# START OF The input

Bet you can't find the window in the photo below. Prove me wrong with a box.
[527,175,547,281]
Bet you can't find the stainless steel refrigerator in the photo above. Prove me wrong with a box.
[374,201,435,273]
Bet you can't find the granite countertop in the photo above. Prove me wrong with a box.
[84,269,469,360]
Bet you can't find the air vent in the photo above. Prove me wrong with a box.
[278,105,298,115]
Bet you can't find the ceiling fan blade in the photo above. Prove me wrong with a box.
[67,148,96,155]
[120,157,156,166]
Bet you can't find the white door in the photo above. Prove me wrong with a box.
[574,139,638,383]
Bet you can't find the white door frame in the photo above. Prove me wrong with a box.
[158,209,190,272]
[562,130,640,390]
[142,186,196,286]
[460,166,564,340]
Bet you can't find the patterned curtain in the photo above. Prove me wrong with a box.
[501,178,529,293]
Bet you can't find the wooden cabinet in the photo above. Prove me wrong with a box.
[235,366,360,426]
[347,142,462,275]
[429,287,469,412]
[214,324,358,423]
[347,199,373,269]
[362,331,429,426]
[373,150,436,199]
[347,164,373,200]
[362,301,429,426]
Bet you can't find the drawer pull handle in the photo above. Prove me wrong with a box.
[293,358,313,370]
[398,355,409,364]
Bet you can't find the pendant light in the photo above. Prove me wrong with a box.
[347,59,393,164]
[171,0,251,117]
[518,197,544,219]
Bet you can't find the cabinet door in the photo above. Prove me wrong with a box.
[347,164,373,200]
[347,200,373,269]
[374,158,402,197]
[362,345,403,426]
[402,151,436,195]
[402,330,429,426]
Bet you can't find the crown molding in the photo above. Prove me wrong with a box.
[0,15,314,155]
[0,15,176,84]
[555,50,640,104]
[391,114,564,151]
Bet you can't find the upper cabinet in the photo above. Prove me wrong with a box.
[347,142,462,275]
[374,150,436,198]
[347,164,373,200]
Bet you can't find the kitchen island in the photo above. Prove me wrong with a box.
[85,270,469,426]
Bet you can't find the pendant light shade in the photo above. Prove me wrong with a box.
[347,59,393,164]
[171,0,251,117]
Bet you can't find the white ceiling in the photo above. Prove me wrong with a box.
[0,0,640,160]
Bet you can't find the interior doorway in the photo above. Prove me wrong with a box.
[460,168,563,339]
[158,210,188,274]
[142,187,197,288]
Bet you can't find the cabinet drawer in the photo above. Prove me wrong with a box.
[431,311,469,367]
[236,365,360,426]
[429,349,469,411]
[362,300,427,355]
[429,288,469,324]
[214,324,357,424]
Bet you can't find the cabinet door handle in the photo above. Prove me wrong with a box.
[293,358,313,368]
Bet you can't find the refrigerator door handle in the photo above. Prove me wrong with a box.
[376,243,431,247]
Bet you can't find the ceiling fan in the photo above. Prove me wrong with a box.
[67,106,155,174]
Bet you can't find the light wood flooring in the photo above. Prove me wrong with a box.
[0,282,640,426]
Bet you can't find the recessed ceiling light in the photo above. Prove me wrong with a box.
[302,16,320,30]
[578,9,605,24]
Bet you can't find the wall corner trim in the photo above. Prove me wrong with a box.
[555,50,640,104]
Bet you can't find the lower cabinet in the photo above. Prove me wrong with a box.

# END OF The input

**What you will do**
Recast all of the data above as a numbered list, omitting any blank lines.

**Written reply**
1. Bet you can't find the window in the photo below. Prove me wrong with a box.
2. [527,175,547,281]
3. Bet you can't find the stainless steel refrigerator in the photo above. Prove me wrong with a box.
4. [374,201,435,273]
5. Bet you can't find the granite countertop in the photo above. Prove me wrong with a box.
6. [84,269,469,360]
7. Bet you can't find the air vent in the photo above. Prove me wrong with a box.
8. [278,105,298,115]
9. Bet you can't find the ceiling fan blade in the photo above. Prove me wrong with a box.
10. [67,148,96,155]
11. [120,157,156,166]
12. Bet you can't find the white door in the photo above. Prove me wrong with a box.
13. [574,139,638,383]
14. Bet you can't find the white door frame in the photo above. Prove me wrong with a box.
15. [158,209,190,272]
16. [562,130,640,390]
17. [142,186,196,286]
18. [460,166,564,340]
19. Bet you can't find the patterned curtain in the photo above. Prove me wrong with a box.
20. [501,178,529,293]
21. Bet you can't find the wooden cabinet in the photo above. Prove me wrong with a box.
22. [235,366,360,426]
23. [347,142,462,275]
24. [429,287,469,412]
25. [214,324,358,423]
26. [347,199,373,269]
27. [362,331,429,426]
28. [373,150,436,199]
29. [347,164,373,200]
30. [362,301,429,426]
31. Bet you can't find the drawer pull handle in the photo above. Prove me wrong with a box.
32. [293,358,313,370]
33. [398,355,409,364]
34. Bet you can't find the pendant light in the photo above. Prove me wrong with a box.
35. [347,59,393,164]
36. [171,0,251,117]
37. [518,197,544,219]
38. Bet you can't find the cabinet door in the photo above. Prove me wrong with a box.
39. [347,164,373,200]
40. [347,200,373,269]
41. [374,158,402,197]
42. [362,345,403,426]
43. [402,151,436,195]
44. [402,330,429,426]
45. Bet you can't find the crown molding in the photo above. Prove me wrong with a box.
46. [0,15,314,155]
47. [0,15,176,84]
48. [555,50,640,104]
49. [391,114,564,151]
50. Bet you can't find the upper cabinet in the photo above. Prove me wrong with a box.
51. [347,142,462,275]
52. [374,150,436,198]
53. [347,164,373,200]
54. Bet you can't find the kitchen island in the photo above. Prove me wrong with a box.
55. [85,270,469,426]
56. Bet you can't find the pendant light shade in the photo above. Prove me wrong with a box.
57. [347,59,393,164]
58. [171,0,251,117]
59. Bet you can't find the white ceiling in the photo above. Prove me wrong with a box.
60. [0,0,640,160]
61. Bet you can't find the interior doorway in the photo above. Prove me wrong with a box.
62. [460,168,563,339]
63. [158,210,188,274]
64. [142,187,197,288]
65. Bet you can't find the cabinet drawer in the photo above. Prove me wrong with a box.
66. [431,311,469,367]
67. [236,365,360,426]
68. [429,349,469,411]
69. [362,300,427,355]
70. [429,288,469,324]
71. [214,324,357,424]
72. Bet you can't find the cabinet door handle in the photo above. Prove me wrong with a box.
73. [293,358,313,368]
74. Bet you can't find the refrigerator door handle in the photo above. Prove me wrong with a box.
75. [376,243,431,247]
76. Bet you can't find the ceiling fan in the photo above. Prove me wrong with a box.
77. [67,106,155,174]
78. Bet you can't find the light wood flooring in the photo above. Prove me wrong with a box.
79. [0,282,640,426]
80. Bet you can't find the recessed ceiling light in the photo above. Prove me wrong with a box.
81. [302,16,320,30]
82. [578,9,605,24]
83. Bet you can't find the wall corner trim in the photo above. Prove me wrong with a box.
84. [555,50,640,104]
85. Bet you can't find the lower cabinet in the photo above. Prove me wrong with a box.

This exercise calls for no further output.